§ **REQUIREMENT**
Reproduce exactly the lines from the line containing "One marker serves each instance of the butterfly." through the end of the records below, including both ends, and nothing else.

§ **Data items**
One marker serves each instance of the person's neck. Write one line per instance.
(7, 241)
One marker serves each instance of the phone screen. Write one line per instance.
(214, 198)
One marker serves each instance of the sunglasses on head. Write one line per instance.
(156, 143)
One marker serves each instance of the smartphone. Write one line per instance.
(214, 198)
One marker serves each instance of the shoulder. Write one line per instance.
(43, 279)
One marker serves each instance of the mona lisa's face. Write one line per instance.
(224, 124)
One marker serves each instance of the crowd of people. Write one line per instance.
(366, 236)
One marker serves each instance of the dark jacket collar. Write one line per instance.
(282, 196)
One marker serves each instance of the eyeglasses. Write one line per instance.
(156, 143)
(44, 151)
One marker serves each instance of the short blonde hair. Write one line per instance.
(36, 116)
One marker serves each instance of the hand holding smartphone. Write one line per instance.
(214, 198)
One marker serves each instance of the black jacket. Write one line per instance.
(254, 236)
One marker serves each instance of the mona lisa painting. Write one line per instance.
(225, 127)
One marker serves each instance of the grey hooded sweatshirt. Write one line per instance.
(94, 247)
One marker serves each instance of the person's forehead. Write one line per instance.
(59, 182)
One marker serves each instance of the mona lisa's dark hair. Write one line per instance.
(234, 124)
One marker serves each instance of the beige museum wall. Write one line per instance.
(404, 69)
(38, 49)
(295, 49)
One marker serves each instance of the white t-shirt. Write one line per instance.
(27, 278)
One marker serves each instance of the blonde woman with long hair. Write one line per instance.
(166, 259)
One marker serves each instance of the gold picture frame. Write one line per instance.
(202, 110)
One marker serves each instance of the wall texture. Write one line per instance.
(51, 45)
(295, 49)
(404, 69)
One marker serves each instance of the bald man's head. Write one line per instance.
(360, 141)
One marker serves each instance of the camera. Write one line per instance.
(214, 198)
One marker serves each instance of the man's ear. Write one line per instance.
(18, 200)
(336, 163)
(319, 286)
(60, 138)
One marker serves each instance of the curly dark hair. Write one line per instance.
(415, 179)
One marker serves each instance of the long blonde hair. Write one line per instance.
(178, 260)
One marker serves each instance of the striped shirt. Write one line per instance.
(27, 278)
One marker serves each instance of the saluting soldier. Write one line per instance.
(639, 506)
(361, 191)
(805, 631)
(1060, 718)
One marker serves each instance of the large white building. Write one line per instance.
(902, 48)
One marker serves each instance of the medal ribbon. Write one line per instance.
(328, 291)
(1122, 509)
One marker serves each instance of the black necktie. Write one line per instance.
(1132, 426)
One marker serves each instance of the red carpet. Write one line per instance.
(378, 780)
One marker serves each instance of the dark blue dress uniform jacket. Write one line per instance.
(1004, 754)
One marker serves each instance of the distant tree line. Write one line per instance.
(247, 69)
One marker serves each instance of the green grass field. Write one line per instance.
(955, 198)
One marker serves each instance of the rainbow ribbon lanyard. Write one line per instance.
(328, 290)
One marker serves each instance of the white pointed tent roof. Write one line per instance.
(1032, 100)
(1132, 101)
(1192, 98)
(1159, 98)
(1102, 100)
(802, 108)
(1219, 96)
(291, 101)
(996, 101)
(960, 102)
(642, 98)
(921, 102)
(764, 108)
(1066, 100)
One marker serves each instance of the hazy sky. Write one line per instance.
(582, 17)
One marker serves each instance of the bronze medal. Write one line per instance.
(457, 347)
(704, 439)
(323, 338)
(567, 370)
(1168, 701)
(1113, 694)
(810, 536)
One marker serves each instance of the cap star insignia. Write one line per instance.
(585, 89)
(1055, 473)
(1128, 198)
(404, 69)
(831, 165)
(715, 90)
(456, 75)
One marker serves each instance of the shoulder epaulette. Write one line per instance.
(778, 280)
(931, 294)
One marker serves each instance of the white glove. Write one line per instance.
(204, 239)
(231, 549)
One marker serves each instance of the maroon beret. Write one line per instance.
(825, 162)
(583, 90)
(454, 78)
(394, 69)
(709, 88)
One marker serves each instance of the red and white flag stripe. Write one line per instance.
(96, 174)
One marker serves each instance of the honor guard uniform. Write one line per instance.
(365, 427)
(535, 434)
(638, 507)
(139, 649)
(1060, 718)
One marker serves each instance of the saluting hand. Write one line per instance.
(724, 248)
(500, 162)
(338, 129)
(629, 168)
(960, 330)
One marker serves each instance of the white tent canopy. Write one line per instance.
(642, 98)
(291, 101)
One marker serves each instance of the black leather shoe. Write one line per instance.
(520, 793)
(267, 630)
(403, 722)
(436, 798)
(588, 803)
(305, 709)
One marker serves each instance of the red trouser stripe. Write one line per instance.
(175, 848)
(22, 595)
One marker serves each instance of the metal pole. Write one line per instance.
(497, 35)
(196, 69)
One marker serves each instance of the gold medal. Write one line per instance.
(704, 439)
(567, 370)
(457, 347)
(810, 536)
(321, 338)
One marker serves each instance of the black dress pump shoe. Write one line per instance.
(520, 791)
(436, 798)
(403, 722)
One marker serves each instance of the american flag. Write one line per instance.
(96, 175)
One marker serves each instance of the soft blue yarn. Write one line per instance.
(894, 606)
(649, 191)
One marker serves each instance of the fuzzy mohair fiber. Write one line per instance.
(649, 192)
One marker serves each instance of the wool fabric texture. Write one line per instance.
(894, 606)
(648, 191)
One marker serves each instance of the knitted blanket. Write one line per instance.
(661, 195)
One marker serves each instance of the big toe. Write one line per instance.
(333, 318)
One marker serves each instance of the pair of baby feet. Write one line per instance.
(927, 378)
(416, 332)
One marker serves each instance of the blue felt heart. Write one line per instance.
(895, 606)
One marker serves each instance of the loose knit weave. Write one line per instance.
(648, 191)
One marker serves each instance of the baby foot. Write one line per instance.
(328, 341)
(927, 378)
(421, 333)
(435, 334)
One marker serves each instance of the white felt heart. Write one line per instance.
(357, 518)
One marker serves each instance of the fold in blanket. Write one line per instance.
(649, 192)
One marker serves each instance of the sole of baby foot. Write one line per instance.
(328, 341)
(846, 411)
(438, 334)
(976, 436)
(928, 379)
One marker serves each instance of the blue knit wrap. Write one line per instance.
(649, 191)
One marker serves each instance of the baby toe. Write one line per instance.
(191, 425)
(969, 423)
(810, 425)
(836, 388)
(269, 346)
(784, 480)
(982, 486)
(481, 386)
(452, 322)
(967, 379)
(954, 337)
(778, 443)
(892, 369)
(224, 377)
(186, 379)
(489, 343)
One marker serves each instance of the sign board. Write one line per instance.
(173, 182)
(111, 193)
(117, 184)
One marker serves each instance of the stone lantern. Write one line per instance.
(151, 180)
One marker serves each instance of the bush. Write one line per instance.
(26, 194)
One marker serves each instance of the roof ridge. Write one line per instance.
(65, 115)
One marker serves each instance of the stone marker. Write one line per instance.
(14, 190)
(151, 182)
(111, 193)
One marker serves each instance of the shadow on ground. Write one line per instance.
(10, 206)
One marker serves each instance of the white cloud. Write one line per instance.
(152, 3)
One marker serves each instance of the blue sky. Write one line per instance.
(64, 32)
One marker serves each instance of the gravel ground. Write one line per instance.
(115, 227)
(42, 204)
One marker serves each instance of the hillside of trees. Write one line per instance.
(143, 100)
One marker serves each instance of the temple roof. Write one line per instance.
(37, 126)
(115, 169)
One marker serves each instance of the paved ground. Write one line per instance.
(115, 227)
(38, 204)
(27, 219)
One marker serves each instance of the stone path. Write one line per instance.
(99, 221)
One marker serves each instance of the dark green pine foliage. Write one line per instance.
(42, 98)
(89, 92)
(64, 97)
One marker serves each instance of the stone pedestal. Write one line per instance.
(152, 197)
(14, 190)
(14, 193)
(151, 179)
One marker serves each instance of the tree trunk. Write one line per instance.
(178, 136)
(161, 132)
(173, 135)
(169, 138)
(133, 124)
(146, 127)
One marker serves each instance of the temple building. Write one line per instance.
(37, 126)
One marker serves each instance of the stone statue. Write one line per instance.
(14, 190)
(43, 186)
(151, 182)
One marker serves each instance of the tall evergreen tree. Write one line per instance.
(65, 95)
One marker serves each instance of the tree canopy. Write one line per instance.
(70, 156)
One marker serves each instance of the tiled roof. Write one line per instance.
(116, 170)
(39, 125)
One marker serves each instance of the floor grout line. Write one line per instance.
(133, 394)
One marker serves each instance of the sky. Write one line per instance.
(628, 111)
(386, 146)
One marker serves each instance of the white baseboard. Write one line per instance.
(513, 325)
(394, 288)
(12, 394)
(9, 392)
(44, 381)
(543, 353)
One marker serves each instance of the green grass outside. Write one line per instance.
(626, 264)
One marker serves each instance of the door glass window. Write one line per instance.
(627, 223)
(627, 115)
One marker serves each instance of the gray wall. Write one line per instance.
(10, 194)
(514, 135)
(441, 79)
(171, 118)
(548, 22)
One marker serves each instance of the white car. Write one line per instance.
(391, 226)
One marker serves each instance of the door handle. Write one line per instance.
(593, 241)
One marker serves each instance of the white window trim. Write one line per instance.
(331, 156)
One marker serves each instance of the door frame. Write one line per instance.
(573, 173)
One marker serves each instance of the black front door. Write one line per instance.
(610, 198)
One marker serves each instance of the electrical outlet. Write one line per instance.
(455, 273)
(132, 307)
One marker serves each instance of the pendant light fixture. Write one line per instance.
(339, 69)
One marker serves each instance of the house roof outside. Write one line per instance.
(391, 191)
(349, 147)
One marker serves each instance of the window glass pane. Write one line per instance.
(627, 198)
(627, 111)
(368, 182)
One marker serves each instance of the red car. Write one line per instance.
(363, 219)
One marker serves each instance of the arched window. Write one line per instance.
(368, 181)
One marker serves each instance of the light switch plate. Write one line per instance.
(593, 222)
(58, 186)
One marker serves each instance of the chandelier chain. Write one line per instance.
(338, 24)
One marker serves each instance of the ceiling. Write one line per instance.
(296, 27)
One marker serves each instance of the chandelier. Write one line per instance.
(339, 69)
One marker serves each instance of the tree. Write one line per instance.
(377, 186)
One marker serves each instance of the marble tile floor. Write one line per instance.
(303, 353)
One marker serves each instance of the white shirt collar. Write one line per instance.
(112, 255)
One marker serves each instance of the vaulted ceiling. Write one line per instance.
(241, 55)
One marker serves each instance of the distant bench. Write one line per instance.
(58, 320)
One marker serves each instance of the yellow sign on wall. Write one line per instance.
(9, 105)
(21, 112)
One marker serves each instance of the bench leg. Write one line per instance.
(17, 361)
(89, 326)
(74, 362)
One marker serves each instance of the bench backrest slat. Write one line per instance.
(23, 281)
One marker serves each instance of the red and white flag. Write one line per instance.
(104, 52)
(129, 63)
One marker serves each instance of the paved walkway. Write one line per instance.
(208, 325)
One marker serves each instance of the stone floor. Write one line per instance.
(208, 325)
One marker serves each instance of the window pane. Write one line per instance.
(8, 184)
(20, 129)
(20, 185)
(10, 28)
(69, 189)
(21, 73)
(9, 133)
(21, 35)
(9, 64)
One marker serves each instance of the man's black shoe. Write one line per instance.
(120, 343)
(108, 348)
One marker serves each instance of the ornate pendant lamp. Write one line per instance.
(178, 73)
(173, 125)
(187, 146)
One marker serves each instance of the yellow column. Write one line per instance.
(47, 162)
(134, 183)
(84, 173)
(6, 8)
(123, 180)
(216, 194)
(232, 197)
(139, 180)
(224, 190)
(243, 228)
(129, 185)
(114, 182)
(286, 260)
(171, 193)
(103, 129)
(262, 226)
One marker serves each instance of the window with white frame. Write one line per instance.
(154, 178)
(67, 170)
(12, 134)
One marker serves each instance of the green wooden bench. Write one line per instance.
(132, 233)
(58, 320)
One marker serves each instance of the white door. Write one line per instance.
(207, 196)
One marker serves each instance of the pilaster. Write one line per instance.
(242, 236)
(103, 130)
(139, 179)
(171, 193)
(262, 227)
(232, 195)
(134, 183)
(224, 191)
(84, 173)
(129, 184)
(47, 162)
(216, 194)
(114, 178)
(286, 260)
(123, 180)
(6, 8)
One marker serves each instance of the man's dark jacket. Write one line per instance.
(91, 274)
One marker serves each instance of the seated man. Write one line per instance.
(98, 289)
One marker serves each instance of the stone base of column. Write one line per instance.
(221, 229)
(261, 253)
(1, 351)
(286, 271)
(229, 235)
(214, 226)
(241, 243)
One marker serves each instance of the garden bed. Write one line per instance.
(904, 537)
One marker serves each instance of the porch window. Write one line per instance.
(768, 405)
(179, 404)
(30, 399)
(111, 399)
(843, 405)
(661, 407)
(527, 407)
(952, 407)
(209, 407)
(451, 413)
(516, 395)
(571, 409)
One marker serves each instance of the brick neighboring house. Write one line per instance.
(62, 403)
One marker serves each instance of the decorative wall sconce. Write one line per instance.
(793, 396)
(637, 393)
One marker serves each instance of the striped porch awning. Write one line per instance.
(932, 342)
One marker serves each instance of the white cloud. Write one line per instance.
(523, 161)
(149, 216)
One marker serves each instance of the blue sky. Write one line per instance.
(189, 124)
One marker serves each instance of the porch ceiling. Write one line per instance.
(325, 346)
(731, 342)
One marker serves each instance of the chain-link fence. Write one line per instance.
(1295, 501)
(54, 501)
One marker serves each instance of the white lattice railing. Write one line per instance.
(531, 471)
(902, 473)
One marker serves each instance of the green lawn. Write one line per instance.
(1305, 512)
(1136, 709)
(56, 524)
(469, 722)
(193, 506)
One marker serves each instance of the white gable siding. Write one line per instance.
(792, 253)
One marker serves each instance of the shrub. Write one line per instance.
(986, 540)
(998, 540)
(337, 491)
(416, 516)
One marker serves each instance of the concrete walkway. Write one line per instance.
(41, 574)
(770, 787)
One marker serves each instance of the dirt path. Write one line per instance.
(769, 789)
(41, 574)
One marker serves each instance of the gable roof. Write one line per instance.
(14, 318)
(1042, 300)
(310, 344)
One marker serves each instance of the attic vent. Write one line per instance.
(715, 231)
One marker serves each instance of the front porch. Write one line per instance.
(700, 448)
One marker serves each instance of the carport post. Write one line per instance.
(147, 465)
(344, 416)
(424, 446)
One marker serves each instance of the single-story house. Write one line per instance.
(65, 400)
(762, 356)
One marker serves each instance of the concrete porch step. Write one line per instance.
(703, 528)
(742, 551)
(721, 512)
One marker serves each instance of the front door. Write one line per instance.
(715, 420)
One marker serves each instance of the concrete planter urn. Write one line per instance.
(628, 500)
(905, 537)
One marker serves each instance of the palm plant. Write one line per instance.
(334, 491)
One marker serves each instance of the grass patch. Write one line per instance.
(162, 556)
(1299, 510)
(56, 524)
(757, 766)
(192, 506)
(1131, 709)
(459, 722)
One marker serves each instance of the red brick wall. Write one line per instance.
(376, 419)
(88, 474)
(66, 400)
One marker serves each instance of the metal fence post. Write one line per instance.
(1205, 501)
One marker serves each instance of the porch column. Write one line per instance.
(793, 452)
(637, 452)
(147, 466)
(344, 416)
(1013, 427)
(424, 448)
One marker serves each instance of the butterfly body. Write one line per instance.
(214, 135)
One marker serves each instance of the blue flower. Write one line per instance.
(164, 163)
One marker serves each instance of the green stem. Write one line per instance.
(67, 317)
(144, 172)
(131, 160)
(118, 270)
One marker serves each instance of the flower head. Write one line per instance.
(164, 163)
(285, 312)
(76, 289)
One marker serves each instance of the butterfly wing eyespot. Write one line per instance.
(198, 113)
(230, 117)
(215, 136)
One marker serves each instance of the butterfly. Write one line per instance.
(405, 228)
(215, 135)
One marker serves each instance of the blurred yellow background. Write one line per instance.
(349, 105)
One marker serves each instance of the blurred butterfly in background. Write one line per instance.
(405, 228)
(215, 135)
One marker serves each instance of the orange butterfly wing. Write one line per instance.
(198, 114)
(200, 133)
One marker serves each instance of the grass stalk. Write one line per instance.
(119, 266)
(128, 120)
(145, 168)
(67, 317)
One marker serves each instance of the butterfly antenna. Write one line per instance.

§ **FULL SOLUTION**
One marker serves each instance of the butterfly. Write one line per instance.
(405, 228)
(215, 135)
One marker serves each instance of the blurred yellow background. Write one line per instance.
(349, 105)
One marker serves each instance of the blurred butterfly in background. Write one line per instance.
(405, 228)
(215, 135)
One marker serves each instance of the orange butterfly wing. Write one line per instance.
(198, 114)
(200, 133)
One marker serves each instance of the grass stalk. Write one line per instance.
(119, 266)
(128, 120)
(145, 168)
(67, 317)
One marker serves each instance of the butterfly antenna. Write one line per instance.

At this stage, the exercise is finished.